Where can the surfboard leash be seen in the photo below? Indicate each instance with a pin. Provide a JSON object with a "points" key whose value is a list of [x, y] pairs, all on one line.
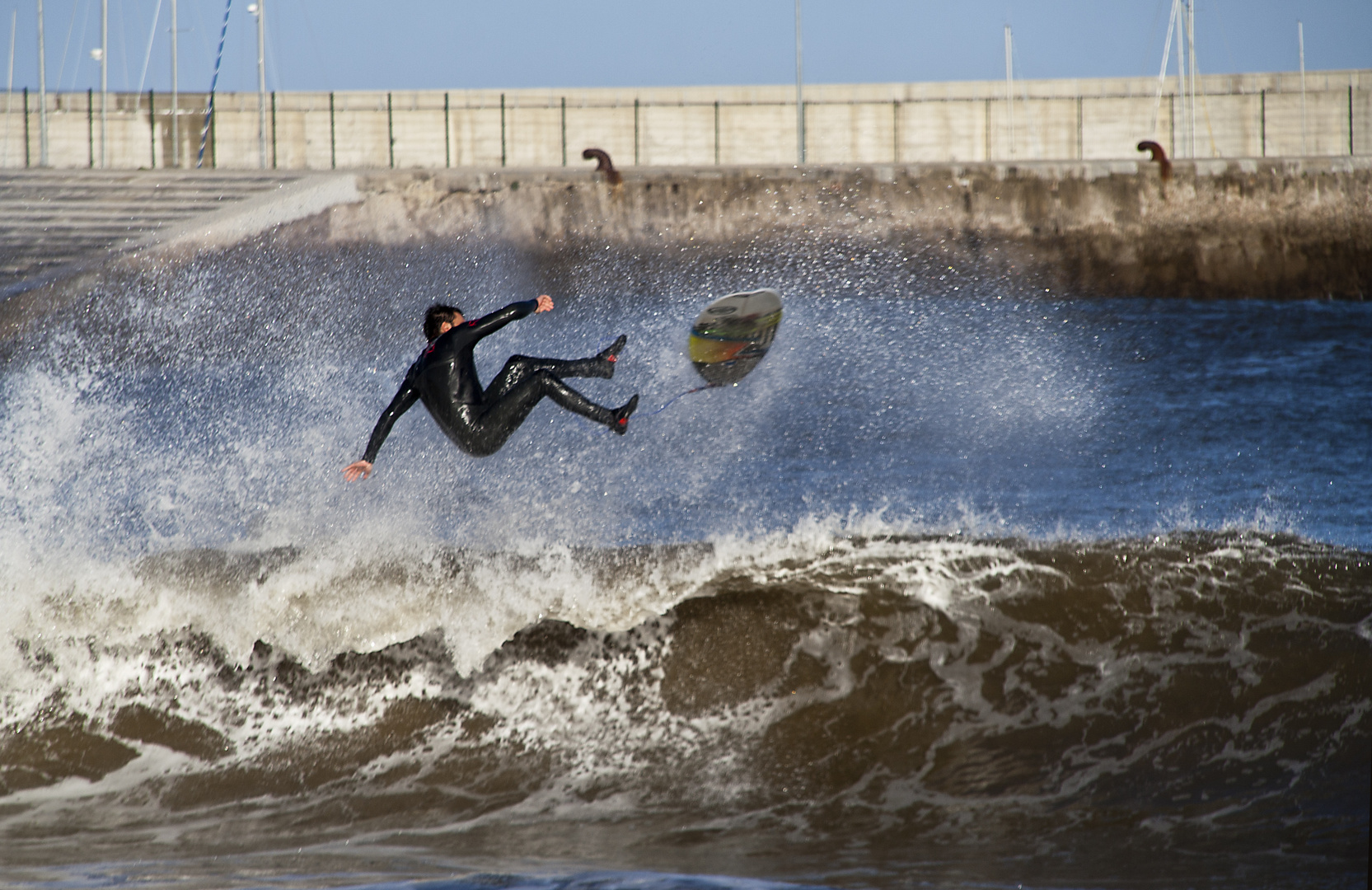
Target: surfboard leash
{"points": [[708, 386]]}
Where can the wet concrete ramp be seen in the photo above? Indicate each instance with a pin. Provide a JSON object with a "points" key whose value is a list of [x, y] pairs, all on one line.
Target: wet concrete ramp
{"points": [[53, 220]]}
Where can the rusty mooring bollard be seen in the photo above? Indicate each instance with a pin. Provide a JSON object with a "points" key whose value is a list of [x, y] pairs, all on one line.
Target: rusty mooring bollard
{"points": [[1159, 155], [606, 165]]}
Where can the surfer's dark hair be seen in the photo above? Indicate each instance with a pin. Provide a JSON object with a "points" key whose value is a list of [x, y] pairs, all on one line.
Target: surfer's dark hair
{"points": [[433, 318]]}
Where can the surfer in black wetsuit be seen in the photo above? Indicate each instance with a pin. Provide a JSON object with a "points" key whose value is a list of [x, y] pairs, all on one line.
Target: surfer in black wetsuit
{"points": [[479, 420]]}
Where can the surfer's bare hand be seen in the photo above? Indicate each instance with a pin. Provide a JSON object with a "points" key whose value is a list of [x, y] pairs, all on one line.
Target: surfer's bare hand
{"points": [[356, 471]]}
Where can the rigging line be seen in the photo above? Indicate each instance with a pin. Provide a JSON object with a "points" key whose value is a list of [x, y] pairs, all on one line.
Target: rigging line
{"points": [[214, 82], [66, 45], [708, 386], [124, 45], [152, 33], [1163, 72], [1205, 105]]}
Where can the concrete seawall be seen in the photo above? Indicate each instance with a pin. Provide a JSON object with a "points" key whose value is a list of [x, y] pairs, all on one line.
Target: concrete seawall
{"points": [[1272, 229]]}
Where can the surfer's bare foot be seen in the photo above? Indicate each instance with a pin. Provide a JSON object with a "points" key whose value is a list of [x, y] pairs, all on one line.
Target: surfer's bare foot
{"points": [[620, 415], [356, 471], [611, 354]]}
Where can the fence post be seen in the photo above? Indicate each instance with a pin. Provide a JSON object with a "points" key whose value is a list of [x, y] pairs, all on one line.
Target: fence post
{"points": [[1172, 124], [390, 130], [334, 151], [716, 132], [986, 151], [1081, 142], [895, 130]]}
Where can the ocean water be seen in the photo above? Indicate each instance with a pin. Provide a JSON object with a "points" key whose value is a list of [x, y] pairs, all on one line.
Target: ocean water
{"points": [[970, 583]]}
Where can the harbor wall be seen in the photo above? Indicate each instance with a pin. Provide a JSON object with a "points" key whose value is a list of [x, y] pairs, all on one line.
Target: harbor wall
{"points": [[1242, 115], [1252, 228]]}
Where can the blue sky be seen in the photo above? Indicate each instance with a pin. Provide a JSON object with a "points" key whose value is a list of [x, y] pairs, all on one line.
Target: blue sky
{"points": [[433, 44]]}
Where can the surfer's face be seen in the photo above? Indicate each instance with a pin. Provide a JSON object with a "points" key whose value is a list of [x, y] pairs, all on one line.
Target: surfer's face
{"points": [[449, 326]]}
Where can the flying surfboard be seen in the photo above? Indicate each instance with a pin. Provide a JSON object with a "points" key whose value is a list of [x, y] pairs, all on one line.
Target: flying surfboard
{"points": [[733, 334]]}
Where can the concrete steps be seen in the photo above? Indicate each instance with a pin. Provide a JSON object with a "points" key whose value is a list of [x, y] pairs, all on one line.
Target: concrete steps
{"points": [[54, 218]]}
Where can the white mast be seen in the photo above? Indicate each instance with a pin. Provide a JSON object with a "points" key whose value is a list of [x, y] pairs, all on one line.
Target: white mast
{"points": [[800, 96], [43, 96], [1192, 47], [1182, 74], [176, 134], [1299, 36], [1010, 92], [255, 8]]}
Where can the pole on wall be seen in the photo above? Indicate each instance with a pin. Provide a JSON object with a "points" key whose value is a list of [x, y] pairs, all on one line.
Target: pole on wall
{"points": [[1262, 119], [176, 105], [895, 130], [43, 96], [1010, 91], [255, 8], [105, 84], [1299, 36], [8, 89], [800, 95], [334, 151]]}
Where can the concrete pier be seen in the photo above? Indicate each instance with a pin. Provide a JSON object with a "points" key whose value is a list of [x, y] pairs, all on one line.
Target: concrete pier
{"points": [[1271, 229], [1238, 115], [54, 222]]}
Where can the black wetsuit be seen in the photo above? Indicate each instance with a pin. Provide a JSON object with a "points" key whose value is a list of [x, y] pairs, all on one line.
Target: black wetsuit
{"points": [[479, 420]]}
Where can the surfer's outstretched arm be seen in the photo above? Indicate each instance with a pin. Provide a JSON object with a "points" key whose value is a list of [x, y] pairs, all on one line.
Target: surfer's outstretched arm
{"points": [[405, 398]]}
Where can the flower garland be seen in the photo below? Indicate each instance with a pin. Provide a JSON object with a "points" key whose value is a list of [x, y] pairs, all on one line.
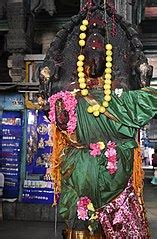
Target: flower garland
{"points": [[95, 149], [86, 211], [111, 155], [97, 108], [70, 105]]}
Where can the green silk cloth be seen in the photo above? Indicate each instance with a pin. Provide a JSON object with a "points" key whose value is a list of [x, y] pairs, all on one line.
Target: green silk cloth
{"points": [[88, 175]]}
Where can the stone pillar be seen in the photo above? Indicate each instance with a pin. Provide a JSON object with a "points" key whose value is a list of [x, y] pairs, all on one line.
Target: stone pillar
{"points": [[124, 8], [19, 37]]}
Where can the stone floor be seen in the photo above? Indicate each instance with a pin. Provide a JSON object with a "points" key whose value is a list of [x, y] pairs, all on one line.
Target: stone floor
{"points": [[46, 230]]}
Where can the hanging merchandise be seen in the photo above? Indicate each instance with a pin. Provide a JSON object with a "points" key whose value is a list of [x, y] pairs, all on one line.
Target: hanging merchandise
{"points": [[10, 152], [37, 187]]}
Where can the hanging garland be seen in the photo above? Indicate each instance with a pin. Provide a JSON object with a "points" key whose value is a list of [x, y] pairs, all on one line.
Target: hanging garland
{"points": [[97, 108]]}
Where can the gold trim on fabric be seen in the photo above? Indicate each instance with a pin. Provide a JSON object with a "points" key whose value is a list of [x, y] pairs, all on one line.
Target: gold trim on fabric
{"points": [[92, 101], [150, 90], [72, 140], [72, 234]]}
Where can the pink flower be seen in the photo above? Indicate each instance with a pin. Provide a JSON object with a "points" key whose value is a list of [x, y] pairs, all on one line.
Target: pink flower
{"points": [[70, 105], [82, 211], [111, 156], [83, 202], [95, 149], [82, 214]]}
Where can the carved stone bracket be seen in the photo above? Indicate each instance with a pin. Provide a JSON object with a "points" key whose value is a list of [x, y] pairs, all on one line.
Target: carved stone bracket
{"points": [[39, 5]]}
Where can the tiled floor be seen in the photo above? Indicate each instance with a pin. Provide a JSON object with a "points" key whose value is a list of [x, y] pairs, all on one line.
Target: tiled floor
{"points": [[46, 230]]}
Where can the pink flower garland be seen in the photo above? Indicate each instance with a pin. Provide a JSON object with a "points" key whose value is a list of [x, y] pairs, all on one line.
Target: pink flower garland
{"points": [[111, 156], [70, 105], [95, 149], [82, 210]]}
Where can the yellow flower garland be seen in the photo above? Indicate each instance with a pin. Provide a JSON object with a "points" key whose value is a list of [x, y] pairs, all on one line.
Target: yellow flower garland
{"points": [[97, 108]]}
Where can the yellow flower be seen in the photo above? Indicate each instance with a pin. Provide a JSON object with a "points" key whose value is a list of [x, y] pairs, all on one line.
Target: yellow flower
{"points": [[90, 228], [90, 109], [93, 217], [84, 92], [83, 28], [81, 57], [90, 207], [85, 22], [102, 145], [108, 47], [82, 42]]}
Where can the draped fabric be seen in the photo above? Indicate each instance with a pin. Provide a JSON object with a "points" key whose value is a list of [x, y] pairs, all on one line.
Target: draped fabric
{"points": [[88, 175]]}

# Written request
Copy exactly the lines of the listing above, beginning at the line with "Where can the pink flower garland" and ending at its final line; write out nothing else.

# Answer below
Where can the pink flower garland be seen in the photo above? Indicate each instance with a pin. Provide a JSON object with a "points" key whose value is a list of [x, y] pairs, all on one line.
Target: pink flower garland
{"points": [[111, 156], [70, 105], [95, 149], [82, 210]]}
Where can the yellow flower garland be seen in the photo above? Indicate each instance with a pin. Provide a JSON object with a "points" key whose value is a list of [x, y] pairs, all on one line.
Target: yellow flower garland
{"points": [[97, 108]]}
Where can the yellow flower be seen in the photo above? Indicate each instance with a pin. Provide a JSON object with a "points" key whose value is a list of [x, y] pairs, all on one line.
Target: yellow flower
{"points": [[90, 228], [90, 109], [93, 217], [84, 92], [83, 28], [81, 57], [90, 207], [85, 22], [102, 145], [108, 47], [82, 42]]}
Where can the draped fabric be seen in the photo above? Indicate each instance with a pin. Provide a JSON object with a "points" key whose value is a list of [x, y] pairs, all on one line.
Target: draped fabric
{"points": [[88, 175]]}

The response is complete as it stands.